Designed to treat special subjects or authors at the discretion of the department, but with the student’s interest in view. Such subjects as existentialism, death, and the literary imagination, love in literature, or subjects of a like nature have been topics of recent analysis.

Current Special Topics:

Realism and Human Value:

Literature is one of many ways that human beings can represent their perception of reality and what is most significant and valuable in their lives. As perception and values undergo changes, often the form of literature­­ changes as well. In the nineteenth century, one of the most important forms of literature is Realism. This course will look at several realist texts to develop an understanding of what defines the genre. We will also look at the way that these nineteenth century writers think about the way people use language to represent reality in order to construct ways of understanding identity and human value.

---

### Exercises
a – In the paragraph of the course description headed "Realism and Human Value", list the first word of each sentence, in order.
b – Set down everything in the course description from "Designed to treat" down to "of recent analysis.", word for word.
The items after this point are separate from the course description.

---

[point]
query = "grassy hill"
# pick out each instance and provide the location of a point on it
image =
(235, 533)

---

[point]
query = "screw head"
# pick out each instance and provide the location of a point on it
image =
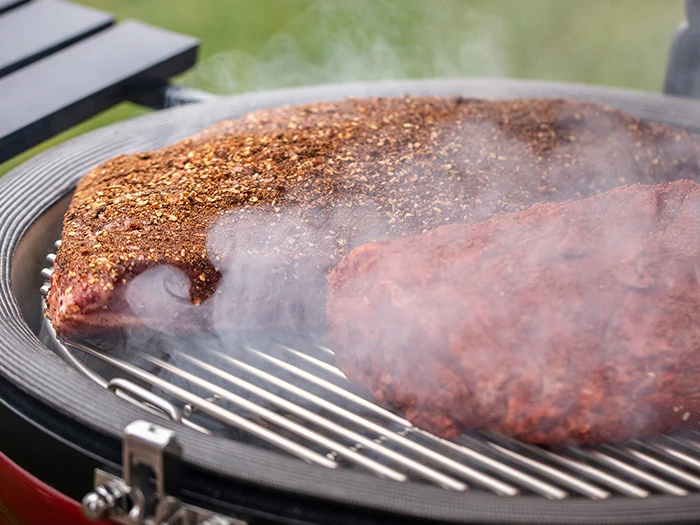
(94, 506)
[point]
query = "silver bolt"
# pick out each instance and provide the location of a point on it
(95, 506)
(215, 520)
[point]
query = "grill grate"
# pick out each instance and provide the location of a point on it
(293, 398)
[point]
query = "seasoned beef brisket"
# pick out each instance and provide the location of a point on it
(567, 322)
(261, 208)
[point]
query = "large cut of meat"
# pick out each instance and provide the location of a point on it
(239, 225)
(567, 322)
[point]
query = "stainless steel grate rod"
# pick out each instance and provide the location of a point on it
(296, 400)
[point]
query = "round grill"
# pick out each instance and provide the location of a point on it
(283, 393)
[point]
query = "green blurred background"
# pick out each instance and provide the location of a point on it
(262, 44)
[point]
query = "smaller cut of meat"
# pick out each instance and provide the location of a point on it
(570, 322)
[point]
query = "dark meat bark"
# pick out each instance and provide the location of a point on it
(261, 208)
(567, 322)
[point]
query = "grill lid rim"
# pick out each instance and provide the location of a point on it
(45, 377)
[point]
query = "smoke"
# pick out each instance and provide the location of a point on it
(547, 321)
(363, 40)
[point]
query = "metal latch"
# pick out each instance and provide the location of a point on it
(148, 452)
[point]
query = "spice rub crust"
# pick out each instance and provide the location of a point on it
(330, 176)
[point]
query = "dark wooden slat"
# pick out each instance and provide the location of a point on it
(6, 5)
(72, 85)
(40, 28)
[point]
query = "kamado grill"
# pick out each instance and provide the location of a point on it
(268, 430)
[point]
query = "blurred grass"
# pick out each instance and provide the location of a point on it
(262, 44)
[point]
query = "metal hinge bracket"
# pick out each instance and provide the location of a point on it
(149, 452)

---

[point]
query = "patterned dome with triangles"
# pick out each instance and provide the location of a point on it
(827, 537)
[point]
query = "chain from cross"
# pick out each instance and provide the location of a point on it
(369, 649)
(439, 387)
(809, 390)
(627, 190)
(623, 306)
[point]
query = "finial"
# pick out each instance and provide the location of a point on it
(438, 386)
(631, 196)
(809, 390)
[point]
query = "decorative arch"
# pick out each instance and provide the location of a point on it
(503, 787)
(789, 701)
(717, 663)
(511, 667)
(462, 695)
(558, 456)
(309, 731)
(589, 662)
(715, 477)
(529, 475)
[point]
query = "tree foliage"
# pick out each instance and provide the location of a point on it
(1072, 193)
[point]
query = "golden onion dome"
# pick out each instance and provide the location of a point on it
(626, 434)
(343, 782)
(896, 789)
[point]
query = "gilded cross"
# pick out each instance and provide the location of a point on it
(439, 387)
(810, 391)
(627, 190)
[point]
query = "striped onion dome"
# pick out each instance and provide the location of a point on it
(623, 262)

---

### The answers
a –
Literature
As
In
This
We

b –
Designed to treat special subjects or authors at the discretion of the department, but with the student’s interest in view. Such subjects as existentialism, death, and the literary imagination, love in literature, or subjects of a like nature have been topics of recent analysis.